Can you set out the lines below as a Markdown table with two columns, Row for a running number and Line for the line itself, skipping any blank lines and leaving the pictures out?

§ §

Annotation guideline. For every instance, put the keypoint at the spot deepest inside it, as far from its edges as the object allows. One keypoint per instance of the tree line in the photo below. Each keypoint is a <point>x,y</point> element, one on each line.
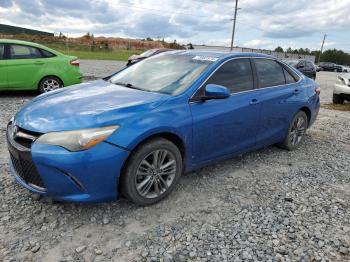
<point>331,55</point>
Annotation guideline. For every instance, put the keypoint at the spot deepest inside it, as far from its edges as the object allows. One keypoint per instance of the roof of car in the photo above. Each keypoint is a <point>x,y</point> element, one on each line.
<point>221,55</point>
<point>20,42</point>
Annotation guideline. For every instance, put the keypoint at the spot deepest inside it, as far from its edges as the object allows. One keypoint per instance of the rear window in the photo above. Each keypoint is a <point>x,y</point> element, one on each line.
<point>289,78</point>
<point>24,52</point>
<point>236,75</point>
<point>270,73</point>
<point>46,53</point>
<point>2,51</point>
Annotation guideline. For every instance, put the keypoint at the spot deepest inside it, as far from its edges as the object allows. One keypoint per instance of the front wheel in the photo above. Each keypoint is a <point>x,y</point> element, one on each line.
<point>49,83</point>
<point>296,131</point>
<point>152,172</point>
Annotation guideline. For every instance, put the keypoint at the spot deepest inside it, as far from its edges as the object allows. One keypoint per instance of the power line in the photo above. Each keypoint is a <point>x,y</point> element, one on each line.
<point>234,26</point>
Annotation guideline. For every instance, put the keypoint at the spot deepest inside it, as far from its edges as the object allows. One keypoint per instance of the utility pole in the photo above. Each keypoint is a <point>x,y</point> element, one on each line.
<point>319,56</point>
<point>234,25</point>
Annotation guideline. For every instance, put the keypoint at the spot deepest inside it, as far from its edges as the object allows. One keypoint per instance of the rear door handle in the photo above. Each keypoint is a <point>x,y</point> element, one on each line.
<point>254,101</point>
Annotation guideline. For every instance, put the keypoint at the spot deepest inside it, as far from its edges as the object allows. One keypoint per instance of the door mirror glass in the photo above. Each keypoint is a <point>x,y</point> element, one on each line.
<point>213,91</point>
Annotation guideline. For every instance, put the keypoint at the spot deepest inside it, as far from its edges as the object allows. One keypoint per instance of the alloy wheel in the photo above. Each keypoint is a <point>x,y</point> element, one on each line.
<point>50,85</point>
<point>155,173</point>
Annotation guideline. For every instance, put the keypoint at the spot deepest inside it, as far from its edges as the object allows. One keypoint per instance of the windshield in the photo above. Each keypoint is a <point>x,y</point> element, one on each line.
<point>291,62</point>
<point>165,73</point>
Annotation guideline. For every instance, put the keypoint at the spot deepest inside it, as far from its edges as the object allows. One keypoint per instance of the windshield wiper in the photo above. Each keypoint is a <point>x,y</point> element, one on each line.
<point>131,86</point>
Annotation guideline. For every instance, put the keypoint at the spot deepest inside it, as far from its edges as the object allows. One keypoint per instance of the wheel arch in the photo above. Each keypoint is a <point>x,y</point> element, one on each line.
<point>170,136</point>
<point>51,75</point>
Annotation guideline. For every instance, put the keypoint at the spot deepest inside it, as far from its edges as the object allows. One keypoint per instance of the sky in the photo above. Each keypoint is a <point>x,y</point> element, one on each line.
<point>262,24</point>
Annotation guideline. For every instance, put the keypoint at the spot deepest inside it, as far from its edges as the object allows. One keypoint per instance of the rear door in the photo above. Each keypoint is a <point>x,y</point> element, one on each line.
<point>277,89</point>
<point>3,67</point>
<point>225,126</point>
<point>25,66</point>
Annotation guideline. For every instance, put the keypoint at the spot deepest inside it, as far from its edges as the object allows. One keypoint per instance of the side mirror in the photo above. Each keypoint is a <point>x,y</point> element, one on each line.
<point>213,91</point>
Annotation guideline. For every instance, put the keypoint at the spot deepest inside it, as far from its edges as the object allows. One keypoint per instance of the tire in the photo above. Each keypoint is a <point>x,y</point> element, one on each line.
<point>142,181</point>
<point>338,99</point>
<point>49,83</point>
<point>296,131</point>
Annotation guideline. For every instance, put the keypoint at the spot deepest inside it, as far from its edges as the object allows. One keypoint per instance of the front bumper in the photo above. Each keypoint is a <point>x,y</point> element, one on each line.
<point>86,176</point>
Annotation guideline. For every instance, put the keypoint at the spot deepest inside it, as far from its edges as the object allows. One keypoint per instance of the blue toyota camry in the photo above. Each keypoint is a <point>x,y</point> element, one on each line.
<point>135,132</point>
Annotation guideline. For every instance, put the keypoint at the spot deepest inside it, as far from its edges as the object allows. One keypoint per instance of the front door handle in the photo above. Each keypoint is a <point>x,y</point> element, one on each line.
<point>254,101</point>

§ §

SOLUTION TO THE PROBLEM:
| Row | Line |
|---|---|
| 1 | Annotation guideline. For every instance, put the keypoint at the spot deepest inside it, as far from its edges as the object allows. One keypoint per instance of the tree line in the photo below. Each keypoint is a <point>x,y</point> element, one on each line. |
| 2 | <point>331,55</point> |
| 3 | Annotation guideline. For every instance, put the keypoint at the spot deepest inside it, as far from its edges as the object allows. One keypoint per instance of the roof of car in the photo above. Each keypoint is a <point>x,y</point> element, one on each line. |
| 4 | <point>221,55</point> |
| 5 | <point>20,42</point> |
| 6 | Annotation guideline. For every instance, put the keypoint at the spot deepest inside it, as far from its edges as the object allows. One keypoint per instance of the rear window in the photo above. Each keypoint is a <point>x,y</point> element, one on each line. |
| 7 | <point>289,78</point> |
| 8 | <point>24,52</point> |
| 9 | <point>236,75</point> |
| 10 | <point>270,73</point> |
| 11 | <point>46,53</point> |
| 12 | <point>2,51</point> |
| 13 | Annotation guideline. For every instance, put the keypoint at the spot deepest inside it, as far from its edges as the object allows. One keypoint per instance of the front wheel in the photo above. Each keypoint is a <point>x,y</point> element, one on each line. |
| 14 | <point>49,83</point> |
| 15 | <point>296,131</point> |
| 16 | <point>152,172</point> |
| 17 | Annotation guideline. For every instance, put the keypoint at the spot deepest inside it, as far from its edges as the object allows. One keypoint per instance of the power line in the photo above. Each keypoint is a <point>x,y</point> element, one on each line. |
| 18 | <point>234,26</point> |
| 19 | Annotation guideline. For every instance, put the keypoint at the spot deepest inside it, as far from its edges as the object allows. One keypoint per instance of the utility pole in the photo above. Each keypoint is a <point>x,y</point> element, one on each line. |
| 20 | <point>319,56</point> |
| 21 | <point>234,25</point> |
| 22 | Annotation guideline. For every instance, put the keypoint at the spot deepest inside it, as far from its edges as the object allows. One keypoint per instance of the rear door handle in the photo above. Each keypoint is a <point>x,y</point> element, one on each line. |
| 23 | <point>254,101</point> |
| 24 | Annotation guideline. For every instance, put the keypoint at the spot deepest inside it, as far from its edges as the object allows. One keypoint per instance of the door mirror glass in the photo above. Each keypoint is a <point>x,y</point> element, one on each line. |
| 25 | <point>213,91</point> |
| 26 | Annotation guideline. For every instance, put the keypoint at the spot deepest inside it, as far from its edges as the object allows. One keypoint per instance of the alloy wheel in the photo above. Each keypoint is a <point>x,y</point> element, one on each line. |
| 27 | <point>50,85</point> |
| 28 | <point>155,173</point> |
| 29 | Annotation guideline. For every instance, put the keypoint at the spot deepest inside it, as far from its edges as the object allows. One keypoint per instance of the windshield in the photo above. Each keypoint is a <point>x,y</point> element, one on each line. |
| 30 | <point>291,62</point> |
| 31 | <point>165,73</point> |
| 32 | Annotation guideline. For every instance, put the keypoint at the spot deepest inside it, as far from its edges as the object allows. One keypoint per instance of the windshield wiper in the photo above. Each keypoint is a <point>x,y</point> element, one on each line. |
| 33 | <point>131,86</point> |
| 34 | Annotation guideline. For every instance, put the keypoint at the spot deepest inside it, as far from its edges as the object allows. One keypoint per instance of the wheel arch in the photo above. Each keypoint is a <point>x,y</point> element, one on each line. |
| 35 | <point>170,136</point> |
| 36 | <point>51,75</point> |
| 37 | Annotation guideline. For every instance, put the keypoint at the spot deepest inside it, as far from its edges as the object allows. One keypoint per instance of the sky in the photo above. Each keypoint is a <point>x,y</point> element, one on each line. |
| 38 | <point>262,24</point> |
| 39 | Annotation guideline. For every instance, put the keypoint at the spot deepest inside it, as far from its edges as the object allows. One keypoint per instance of the rear door in the photo above. Each keypoint is a <point>x,y</point> element, one on each line. |
| 40 | <point>277,89</point> |
| 41 | <point>3,67</point> |
| 42 | <point>225,126</point> |
| 43 | <point>25,66</point> |
| 44 | Annotation guideline. For every instance, put the keypoint at the spot deepest inside it, as far from its edges as the object allows. One keypoint per instance of the side mirror in the photo above. Each keypoint is a <point>x,y</point> element, one on each line. |
| 45 | <point>213,91</point> |
| 46 | Annotation guideline. For every instance, put the keypoint at the spot deepest inside it, as far from its edges as the object allows. One keypoint per instance of the tire in the photo above. Each keypoint is a <point>x,y</point> element, one on each line. |
| 47 | <point>142,181</point> |
| 48 | <point>338,99</point> |
| 49 | <point>49,83</point> |
| 50 | <point>296,131</point> |
| 51 | Annotation guideline. For every instance, put the keypoint at the spot deepest inside it, as far from its edges as the object allows. One keypoint per instance of the front bumper in the photo above. Each keypoint is a <point>x,y</point> element, one on each line. |
| 52 | <point>86,176</point> |
| 53 | Annotation guideline. For every instance, put the keypoint at the spot deepest inside it, as far from its edges as the object allows. One keypoint per instance of the blue toyota camry in the photo above. Each keypoint is a <point>x,y</point> element, one on each line. |
| 54 | <point>135,132</point> |
| 55 | Annotation guideline. For every instance, put the keypoint at the spot deepest inside it, as far from its edges as the object allows. One keypoint per instance of the front door handle in the photo above. Each keypoint is a <point>x,y</point> element, one on each line. |
| 56 | <point>254,101</point> |